Extracted text
(CNSNews.com) - In the section of her speech on Wednesday night to the Democratic National Convention where she slammed President Trump's "failed leadership," Kamala Harris told Americans, "We are a nation that is grieving -- grieving the loss of life, the loss of jobs, the loss of opportunities, the loss of normalcy. And yes, the loss of certainty."
She said the coronavirus pandemic has caused disproportionate suffering and death among Black, Latino and Indigenous people, and she blamed "structural racism," exemplified in part by "the excessive use of force by police."
The disproportionate suffering of minorities "is not a coincidence," Harris said.
"It is the effect of structural racism -- of inequities in education and technology, health care and housing, job security and transportation. The injustice in reproductive and maternal health care. In the excessive use of force by police. And in our broader criminal justice system."
(Note: Harris once headed California's criminal justice system as the state's attorney general.)
"This virus has no eyes, and yet it knows exactly how we see each other -- and how we treat each other," Harris continued.
And let’s be clear: There is no vaccine for racism. We’ve got to do the work. For George Floyd. For Breonna Taylor. For the lives of too many others to name. For our children. For all of us. We’ve got to do the work to fulfill that promise of equal justice under law. Because none of us are free until all of us are free.
We're at an inflection point. The constant chaos leaves us adrift. The incompetence makes us feel afraid. The callousness makes us feel alone. It's a lot. And here's the thing: We can do better and deserve so much more.
Harris was speaking live to a mostly empty room, and when she accepted the vice presidential nomination, there was no applause, just silence.
In the second half of her speech, Harris praised Joe Biden as the man who "will bring us together."
Joe will bring us together to build an economy that doesn’t leave anyone behind. Where a good-paying job is the floor, not the ceiling. Joe will bring us together to end this pandemic and make sure that we are prepared for the next one.

Record extracts
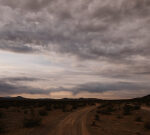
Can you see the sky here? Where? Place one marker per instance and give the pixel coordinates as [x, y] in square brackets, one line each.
[75, 48]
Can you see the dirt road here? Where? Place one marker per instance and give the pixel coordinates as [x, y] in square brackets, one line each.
[74, 124]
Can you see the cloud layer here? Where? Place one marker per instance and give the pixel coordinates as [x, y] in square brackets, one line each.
[97, 44]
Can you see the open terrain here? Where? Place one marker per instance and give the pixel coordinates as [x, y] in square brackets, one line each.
[19, 116]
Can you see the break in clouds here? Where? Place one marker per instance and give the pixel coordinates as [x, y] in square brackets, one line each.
[50, 47]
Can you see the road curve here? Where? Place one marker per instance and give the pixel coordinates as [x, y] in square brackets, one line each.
[74, 124]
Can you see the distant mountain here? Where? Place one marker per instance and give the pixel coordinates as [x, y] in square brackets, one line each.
[12, 98]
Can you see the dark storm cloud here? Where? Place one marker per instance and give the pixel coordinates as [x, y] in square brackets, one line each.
[18, 79]
[88, 30]
[104, 87]
[8, 89]
[99, 30]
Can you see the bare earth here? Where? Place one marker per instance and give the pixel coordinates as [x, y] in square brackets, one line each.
[74, 124]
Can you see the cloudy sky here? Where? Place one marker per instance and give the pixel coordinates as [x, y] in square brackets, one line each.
[75, 48]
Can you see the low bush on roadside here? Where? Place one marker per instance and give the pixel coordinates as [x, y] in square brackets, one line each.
[97, 117]
[31, 122]
[43, 112]
[127, 109]
[1, 114]
[2, 128]
[147, 125]
[138, 119]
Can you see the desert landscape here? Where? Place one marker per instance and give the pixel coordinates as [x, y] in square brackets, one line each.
[74, 67]
[20, 116]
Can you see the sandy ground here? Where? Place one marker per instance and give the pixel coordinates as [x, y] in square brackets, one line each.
[74, 124]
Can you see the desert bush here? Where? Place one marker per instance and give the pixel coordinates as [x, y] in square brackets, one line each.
[25, 111]
[31, 122]
[43, 112]
[1, 114]
[147, 125]
[48, 107]
[2, 128]
[127, 109]
[119, 116]
[93, 123]
[138, 119]
[136, 107]
[97, 117]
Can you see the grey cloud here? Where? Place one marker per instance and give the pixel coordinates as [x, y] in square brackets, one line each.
[117, 86]
[87, 35]
[18, 79]
[9, 89]
[113, 32]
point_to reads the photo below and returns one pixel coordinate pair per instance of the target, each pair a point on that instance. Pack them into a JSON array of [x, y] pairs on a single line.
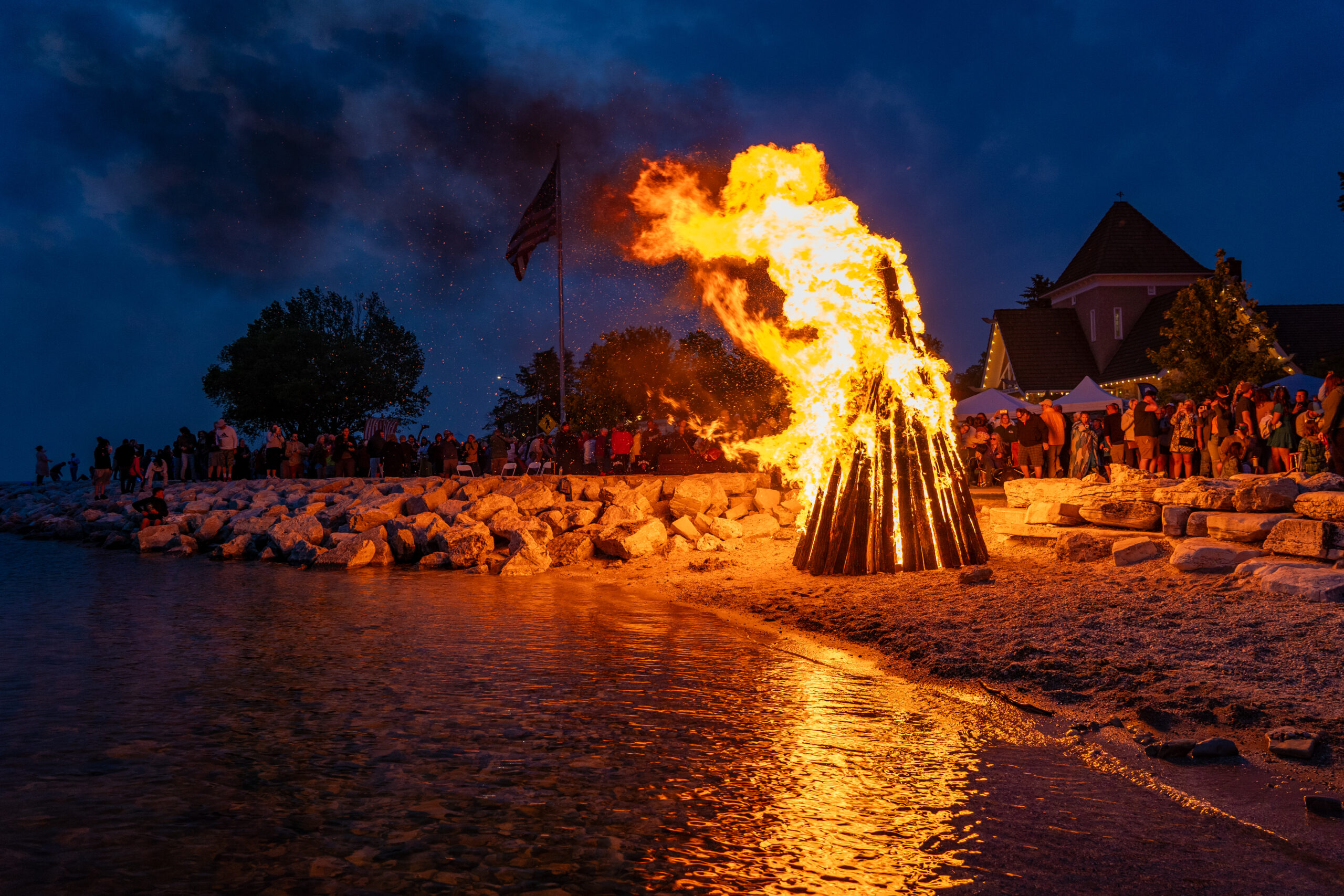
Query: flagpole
[[560, 268]]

Work instructions
Write the next part of the article on Kamala Harris's Democratic National Convention speech, starting after its final sentence.

Task output
Joe will bring us together to squarely face and dismantle racial injustice, furthering the work of generations. Joe and I believe that we can build that Beloved Community, one that is strong and decent, just and kind. One in which we all can see ourselves.
That’s the vision that our parents and grandparents fought for. The vision that made my own life possible. The vision that makes the American promise -- for all its complexities and imperfections -- a promise worth fighting for.
Make no mistake, the road ahead will not be not easy. We may stumble. We may fall short. But I pledge to you that we will act boldly and deal with our challenges honestly. We will speak truths. And we will act with the same faith in you that we ask you to place in us.
We believe that our country -- all of us, will stand together for a better future. We already are.
We see it in the doctors, the nurses, the home health care workers and the frontline workers who are risking their lives to save people they’ve never met.
We see it in the teachers and truck drivers, the factory workers and farmers, the postal workers and the poll workers, all putting their own safety on the line to help us get through this pandemic.
And we see it in so many of you who are working, not just to get us through our current crises, but to somewhere better.
(Note: In her list of exceptional workers, Harris did not mention police, some of whom have been killed or injured in the recent effort to protect their communities from violent mobs.)
At the end of her speech, where she urged Americans to "fight" for "the America we know is possible," Harris said: "In this election, we have a chance to change the course of history. We’re all in this fight. You, me, and Joe -- together. What an awesome responsibility. What an awesome privilege."